I find it fascinating that the two highest ranked scales are precisely the two ones allowed by Plato for his Republic:
Quite the reverse, he replied; and if so the Dorian and the Phrygian are the only ones which you have left.

I answered: Of the harmonies I know nothing, but I want to have one warlike, to sound the note or accent which a brave man utters in the hour of danger and stern resolve, or when his cause is failing, and he is going to wounds or death or is overtaken by some other evil, and at every such crisis meets the blows of fortune with firm step and a determination to endure; and another to be used by him in times of peace and freedom of action, when there is no pressure of necessity, and he is seeking to persuade God by prayer, or man by instruction and admonition, or on the other hand, when he is expressing his willingness to yield to persuasion or entreaty or admonition, and which represents him when by prudent conduct he has attained his end, not carried away by his success, but acting moderately and wisely under the circumstances, and acquiescing in the event. These two harmonies I ask you to leave; the strain of necessity and the strain of freedom, the strain of the unfortunate and the strain of the fortunate, the strain of courage, and the strain of temperance; these, I say, leave.

And these, he replied, are the Dorian and Phrygian harmonies of which I was just now speaking.

Then, I said, if these and these only are to be used in our songs and melodies, we shall not want multiplicity of notes or a panharmonic scale?

I suppose not.

### List of tasks:
A: In the passage on Plato's harmonies, which two harmonies are named as the only ones left?
B: Rewrite the stretch of the passage on Plato's harmonies from "And these, he" through "I suppose not.", substituting "tunes" for "melodies".
The listing that comes next is separate material and is not connected to the passage on Plato's harmonies.

A block of data:
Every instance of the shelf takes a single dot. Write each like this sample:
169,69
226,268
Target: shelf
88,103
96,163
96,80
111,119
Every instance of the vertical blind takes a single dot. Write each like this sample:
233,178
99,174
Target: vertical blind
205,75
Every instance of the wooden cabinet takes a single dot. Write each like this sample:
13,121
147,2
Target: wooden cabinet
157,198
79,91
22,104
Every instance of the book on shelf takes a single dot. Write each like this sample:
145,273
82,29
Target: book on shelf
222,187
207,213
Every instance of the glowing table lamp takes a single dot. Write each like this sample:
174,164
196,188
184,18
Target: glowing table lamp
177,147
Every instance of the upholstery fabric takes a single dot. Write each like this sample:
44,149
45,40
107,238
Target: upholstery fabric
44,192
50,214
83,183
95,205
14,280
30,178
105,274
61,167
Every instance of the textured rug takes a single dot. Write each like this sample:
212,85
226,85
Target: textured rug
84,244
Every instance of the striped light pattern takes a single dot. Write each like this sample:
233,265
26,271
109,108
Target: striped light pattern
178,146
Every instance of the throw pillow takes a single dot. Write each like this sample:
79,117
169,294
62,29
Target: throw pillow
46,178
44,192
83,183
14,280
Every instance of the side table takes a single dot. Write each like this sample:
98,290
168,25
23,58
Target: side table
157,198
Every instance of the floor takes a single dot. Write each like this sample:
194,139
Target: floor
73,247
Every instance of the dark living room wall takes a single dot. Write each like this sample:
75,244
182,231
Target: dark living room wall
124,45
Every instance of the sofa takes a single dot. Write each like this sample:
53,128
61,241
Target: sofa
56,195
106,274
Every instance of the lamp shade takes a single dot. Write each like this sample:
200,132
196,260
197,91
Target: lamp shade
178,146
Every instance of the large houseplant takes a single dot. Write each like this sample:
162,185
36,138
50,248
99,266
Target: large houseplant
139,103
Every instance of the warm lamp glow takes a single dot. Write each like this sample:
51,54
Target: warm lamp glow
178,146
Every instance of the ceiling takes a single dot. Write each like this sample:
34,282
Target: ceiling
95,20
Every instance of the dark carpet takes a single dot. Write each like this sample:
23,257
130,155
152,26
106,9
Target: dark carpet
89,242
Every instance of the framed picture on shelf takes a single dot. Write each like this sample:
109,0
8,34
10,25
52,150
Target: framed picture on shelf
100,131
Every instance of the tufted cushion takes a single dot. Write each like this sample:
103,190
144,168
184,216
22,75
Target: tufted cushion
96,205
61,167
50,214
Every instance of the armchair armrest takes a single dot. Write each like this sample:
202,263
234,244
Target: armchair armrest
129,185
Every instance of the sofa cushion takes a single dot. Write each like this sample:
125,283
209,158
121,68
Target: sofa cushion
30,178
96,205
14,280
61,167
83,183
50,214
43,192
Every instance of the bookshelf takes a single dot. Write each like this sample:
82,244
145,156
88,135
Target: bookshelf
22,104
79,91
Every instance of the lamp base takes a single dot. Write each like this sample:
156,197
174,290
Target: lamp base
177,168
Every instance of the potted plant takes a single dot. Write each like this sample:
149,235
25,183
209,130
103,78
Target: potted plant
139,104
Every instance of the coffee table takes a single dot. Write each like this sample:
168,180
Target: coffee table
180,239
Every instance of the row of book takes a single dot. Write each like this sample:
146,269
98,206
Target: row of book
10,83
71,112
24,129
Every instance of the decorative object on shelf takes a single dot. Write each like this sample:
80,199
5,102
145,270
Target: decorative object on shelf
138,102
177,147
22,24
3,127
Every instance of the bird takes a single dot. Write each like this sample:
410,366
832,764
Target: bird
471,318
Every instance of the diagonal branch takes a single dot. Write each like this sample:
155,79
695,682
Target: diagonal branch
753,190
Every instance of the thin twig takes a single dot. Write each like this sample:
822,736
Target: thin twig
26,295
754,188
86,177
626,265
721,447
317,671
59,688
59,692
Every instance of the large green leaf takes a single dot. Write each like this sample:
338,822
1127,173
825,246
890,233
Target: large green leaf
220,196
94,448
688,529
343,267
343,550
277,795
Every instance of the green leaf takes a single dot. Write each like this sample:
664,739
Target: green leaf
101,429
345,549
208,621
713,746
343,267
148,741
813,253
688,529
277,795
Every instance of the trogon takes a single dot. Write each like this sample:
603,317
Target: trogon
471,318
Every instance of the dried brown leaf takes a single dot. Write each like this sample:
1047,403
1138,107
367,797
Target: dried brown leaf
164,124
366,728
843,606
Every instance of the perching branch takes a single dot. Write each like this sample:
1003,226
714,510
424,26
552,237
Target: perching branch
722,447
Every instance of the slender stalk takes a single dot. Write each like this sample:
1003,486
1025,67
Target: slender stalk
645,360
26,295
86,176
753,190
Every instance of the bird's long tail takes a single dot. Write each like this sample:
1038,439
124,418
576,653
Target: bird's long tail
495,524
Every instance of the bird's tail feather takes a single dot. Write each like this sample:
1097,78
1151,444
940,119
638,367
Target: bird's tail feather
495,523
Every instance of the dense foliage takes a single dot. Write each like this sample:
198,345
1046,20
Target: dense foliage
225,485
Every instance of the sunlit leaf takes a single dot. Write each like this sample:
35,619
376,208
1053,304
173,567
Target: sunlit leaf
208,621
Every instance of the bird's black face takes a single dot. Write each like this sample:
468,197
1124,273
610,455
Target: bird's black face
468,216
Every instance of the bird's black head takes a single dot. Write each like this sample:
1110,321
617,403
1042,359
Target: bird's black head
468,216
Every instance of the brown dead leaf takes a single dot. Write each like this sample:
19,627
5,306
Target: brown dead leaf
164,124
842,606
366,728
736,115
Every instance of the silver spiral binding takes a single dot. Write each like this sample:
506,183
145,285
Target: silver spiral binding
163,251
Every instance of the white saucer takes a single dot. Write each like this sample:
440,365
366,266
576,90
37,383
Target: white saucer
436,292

### Final answers:
A: The Dorian and the Phrygian.

B:
And these, he replied, are the Dorian and Phrygian harmonies of which I was just now speaking.

Then, I said, if these and these only are to be used in our songs and tunes, we shall not want multiplicity of notes or a panharmonic scale?

I suppose not.